Given problem: Copy out, word for word, the stretch of the material below from the line containing "Look at the image above and tell me: does any blurred" through the end of the material, including both ends.

◆ ◆ ◆ ◆

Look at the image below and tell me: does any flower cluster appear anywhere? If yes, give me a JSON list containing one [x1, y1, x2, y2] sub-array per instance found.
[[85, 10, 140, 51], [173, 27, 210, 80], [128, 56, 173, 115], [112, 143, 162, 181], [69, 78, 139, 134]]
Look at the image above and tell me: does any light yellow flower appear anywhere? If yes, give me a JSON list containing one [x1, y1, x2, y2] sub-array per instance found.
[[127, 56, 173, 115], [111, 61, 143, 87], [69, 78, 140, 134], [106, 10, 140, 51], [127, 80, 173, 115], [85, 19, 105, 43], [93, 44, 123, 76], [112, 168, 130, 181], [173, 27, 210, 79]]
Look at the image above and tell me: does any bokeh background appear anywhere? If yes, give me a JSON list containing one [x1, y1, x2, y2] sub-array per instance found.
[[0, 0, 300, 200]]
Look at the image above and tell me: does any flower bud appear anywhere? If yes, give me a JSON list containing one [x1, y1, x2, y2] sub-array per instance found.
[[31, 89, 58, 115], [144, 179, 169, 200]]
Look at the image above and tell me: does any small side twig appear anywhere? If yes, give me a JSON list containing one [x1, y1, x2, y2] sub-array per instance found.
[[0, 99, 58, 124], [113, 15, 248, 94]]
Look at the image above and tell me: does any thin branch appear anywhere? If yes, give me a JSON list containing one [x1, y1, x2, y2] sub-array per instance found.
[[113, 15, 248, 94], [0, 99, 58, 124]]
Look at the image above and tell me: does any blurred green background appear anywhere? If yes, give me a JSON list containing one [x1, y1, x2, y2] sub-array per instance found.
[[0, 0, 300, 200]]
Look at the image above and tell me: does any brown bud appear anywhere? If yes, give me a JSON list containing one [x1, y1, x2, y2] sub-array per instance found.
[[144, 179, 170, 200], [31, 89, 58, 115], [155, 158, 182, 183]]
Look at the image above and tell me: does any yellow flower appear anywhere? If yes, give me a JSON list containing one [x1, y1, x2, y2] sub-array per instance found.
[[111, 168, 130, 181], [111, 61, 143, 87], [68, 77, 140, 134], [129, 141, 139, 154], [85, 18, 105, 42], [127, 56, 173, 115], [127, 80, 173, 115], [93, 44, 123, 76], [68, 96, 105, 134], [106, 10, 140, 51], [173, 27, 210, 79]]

◆ ◆ ◆ ◆

Response to the task:
Look at the image above and tell me: does any blurred green background appear anywhere? If yes, give me a JSON list containing one [x1, y1, x2, y2] sub-array per instance found.
[[0, 0, 300, 200]]
Look at the image above and tell me: does any brown bud appear anywhere? If yes, give me a JSON list containing one [x1, y1, x2, y2] sub-array per instance found.
[[144, 179, 170, 200], [31, 89, 58, 115], [155, 158, 182, 183]]
Look at the image above and tell me: does any yellow flower appear anywhere? If yes, give me a JSON list containing one [x1, y1, x2, y2] sub-array per instance found.
[[111, 168, 130, 181], [111, 61, 143, 87], [68, 77, 140, 134], [129, 141, 139, 154], [85, 18, 105, 42], [127, 56, 173, 115], [127, 80, 173, 115], [93, 44, 123, 76], [68, 96, 105, 134], [106, 10, 140, 51], [173, 27, 210, 79]]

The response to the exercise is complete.